▶ **Exercise details**
From the records below, transcribe only the lines running from the one with "Point to the scaffolding." through the one with "Point to the road". Keep both of those end lines.

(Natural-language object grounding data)
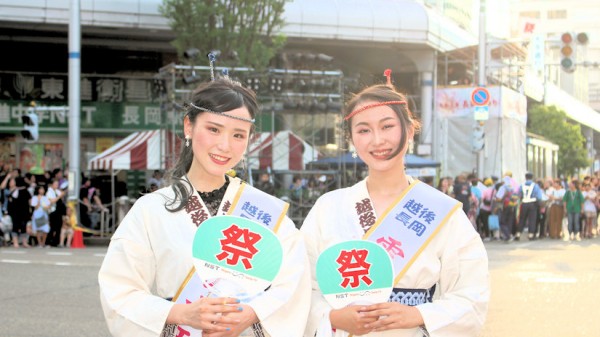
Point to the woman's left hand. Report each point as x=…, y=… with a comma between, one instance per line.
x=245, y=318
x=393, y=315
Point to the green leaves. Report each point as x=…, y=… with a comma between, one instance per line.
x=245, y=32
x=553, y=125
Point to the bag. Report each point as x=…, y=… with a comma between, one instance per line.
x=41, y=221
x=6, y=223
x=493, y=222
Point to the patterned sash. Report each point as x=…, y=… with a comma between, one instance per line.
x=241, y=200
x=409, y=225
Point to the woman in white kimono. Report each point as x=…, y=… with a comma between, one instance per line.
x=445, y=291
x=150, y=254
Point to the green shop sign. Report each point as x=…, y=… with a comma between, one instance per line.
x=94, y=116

* * *

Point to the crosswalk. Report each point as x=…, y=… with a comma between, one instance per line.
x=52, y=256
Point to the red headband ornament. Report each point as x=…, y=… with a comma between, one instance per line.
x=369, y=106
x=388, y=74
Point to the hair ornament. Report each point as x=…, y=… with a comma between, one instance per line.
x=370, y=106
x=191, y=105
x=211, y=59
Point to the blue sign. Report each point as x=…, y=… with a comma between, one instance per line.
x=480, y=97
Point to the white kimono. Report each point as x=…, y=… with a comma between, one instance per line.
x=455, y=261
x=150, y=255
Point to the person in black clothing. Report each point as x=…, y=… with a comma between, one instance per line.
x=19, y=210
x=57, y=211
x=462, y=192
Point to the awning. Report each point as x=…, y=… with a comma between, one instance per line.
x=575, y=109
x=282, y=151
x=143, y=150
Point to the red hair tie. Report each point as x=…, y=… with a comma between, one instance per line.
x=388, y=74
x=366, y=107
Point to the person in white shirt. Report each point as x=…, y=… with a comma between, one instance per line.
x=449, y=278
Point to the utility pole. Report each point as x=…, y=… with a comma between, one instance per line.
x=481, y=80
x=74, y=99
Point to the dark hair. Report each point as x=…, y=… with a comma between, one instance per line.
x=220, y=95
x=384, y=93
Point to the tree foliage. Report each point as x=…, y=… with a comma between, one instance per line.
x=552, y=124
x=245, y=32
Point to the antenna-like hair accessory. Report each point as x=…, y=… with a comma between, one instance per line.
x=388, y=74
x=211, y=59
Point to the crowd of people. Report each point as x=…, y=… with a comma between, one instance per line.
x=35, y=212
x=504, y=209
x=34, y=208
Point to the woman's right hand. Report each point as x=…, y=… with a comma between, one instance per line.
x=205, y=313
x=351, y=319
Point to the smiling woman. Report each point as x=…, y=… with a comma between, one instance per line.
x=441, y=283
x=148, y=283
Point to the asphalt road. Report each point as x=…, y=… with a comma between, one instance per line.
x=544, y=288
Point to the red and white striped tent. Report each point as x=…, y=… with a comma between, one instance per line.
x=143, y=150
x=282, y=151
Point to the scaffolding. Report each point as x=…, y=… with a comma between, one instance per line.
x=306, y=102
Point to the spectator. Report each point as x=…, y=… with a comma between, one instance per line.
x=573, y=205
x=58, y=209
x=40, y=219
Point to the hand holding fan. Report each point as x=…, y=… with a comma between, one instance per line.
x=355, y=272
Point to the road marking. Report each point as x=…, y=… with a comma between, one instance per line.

--

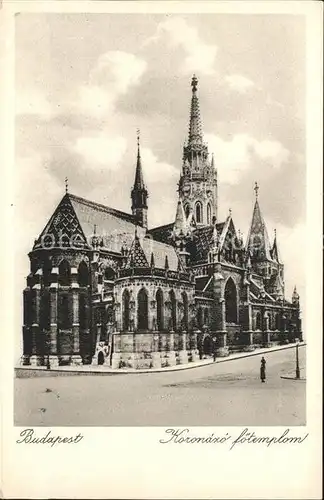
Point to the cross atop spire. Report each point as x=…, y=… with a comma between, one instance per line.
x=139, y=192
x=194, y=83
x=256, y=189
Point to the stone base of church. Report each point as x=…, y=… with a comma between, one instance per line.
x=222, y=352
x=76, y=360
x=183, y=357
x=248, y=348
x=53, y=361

▶ **Exercise solution**
Point to the scaffolding. Report each point as x=…, y=… with a comma between, one instance per line.
x=306, y=102
Point to the spectator. Report each point as x=…, y=… with a comma between, one instance per line.
x=573, y=205
x=58, y=209
x=40, y=219
Point to the hand holding fan. Report each point as x=…, y=… with a comma between, one instance per line.
x=355, y=272
Point to the road marking. Report each point as x=…, y=… with a comma between, one instance per line.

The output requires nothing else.